### SUPPLIED PASSAGE:
Start of Block
The India ink or Nigrosin should be shaken well before every wet mount preparation.
The stain should be regularly checked for contamination by examining just the stain under a microscope.
False positive readings may occur with air bubbles or monocytes or neutrophils. Air bubbles, under high power, will be hollow and will not show the typical cell with characteristic nuclei. Monocytes and neutrophils have a crenated margin (and not the entire margin seen in cryptococcal cell) and will not show the characteristic refractive cell inclusions, and the luminous halo around the cell is not well demarcated.

Rapid identification by germ tube (GT) test

The germ tube test is used for presumptive identification of Candida albicans. It is a rapid screening test wherein the production of germ tubes within 2 hours in contact with the serum is considered as indicative of Candida albicans. This test must be validated with a CMA (corn meal agar) test.

Procedure

(1) Ensure that the test starts with a fresh growth from a pure culture.

(2) Make a very light suspension of the test organism in 0.5 ml of sterile serum (pooled human serum or fetal calf serum). The optimum inoculum is 10⁵-10⁶ cells per ml.

(3) Incubate at 37˚C for exactly 2 hours.

(4) Place 1 drop from the incubated serum on a slide with a cover slip. Observe under the microscope for production of GTs.

Observation: Germ tubes represent initiation of hyphal growth, arising directly from the yeast cell. They have parallel walls at their point of origin and are not constricted. To record a positive, about 30% of the cells should show GT production.
End of Block
### SUPPLIED ENTRIES:
Start of Block
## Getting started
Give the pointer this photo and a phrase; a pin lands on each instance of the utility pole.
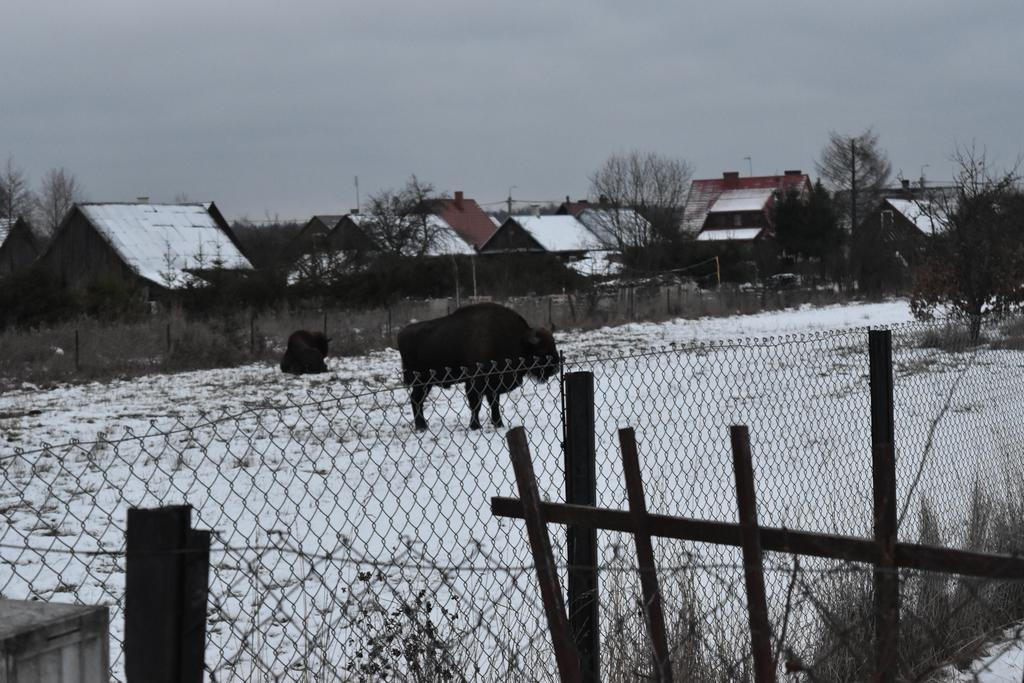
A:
(853, 184)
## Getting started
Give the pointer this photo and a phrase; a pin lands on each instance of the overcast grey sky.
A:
(274, 107)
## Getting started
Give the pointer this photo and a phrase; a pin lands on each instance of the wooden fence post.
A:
(581, 488)
(166, 586)
(757, 601)
(884, 480)
(540, 543)
(653, 613)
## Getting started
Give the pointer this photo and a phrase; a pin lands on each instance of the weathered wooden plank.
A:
(757, 599)
(540, 544)
(653, 614)
(884, 489)
(910, 556)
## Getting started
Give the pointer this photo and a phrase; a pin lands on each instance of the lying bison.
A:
(486, 346)
(305, 353)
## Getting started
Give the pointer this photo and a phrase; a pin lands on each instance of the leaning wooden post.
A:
(757, 601)
(581, 488)
(252, 334)
(540, 544)
(884, 480)
(653, 614)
End of Block
### TASKS:
A. Answer these questions about the passage on India ink and the germ tube test, one line each:
(i) What should be done to the India ink or Nigrosin before every wet mount preparation?
(ii) At what temperature, and for how long, is the serum suspension incubated?
(iii) About what percentage of cells must show germ tube production to record a positive?
B. Please carry the passage on India ink and the germ tube test forward, starting after its sentence about recording a positive.
The items have no connection to the passage on India ink and the germ tube test.

### RESPONSES IN ORDER:
A.
(i) It should be shaken well.
(ii) At 37˚C for exactly 2 hours.
(iii) About 30%.

B.
Quality control: Suitable controls should be kept with each test; a known strain of Candida albicans should be tested with each new batch of serum. C. albicans and C. tropicalis are run with each group of GT determinations to serve as positive and negative controls respectively.

Precautions:

(1) The medium, inoculum size, temperature of incubation, concentration of simple carbohydrates and microaerobic conditions influence GT formation.

(2) Increased concentration of inoculum causes a significant decrease in the percentage of cells forming GTs. Maximum percentage of GT formation occurs when 10⁵-10⁶ cells/ml are used as inoculum. As the concentration of cells increases, the percentage of GT formation decreases. A faintly turbid serum suspension is ideal for maximum GT development.

(3) Approximately 95% of clinical isolates of C. albicans produce GTs when incubated in serum at 37˚C for 2-3 hours.

(4) A neutral pH (7.4) facilitates maximum development of germ tubes. Bacterial contamination may interfere with production of germ tubes.

(5) Antimicrobial substances in the isolation medium may interfere with this test; human serum may contain inhibitory substances (such as ferritin) that suppress GT development.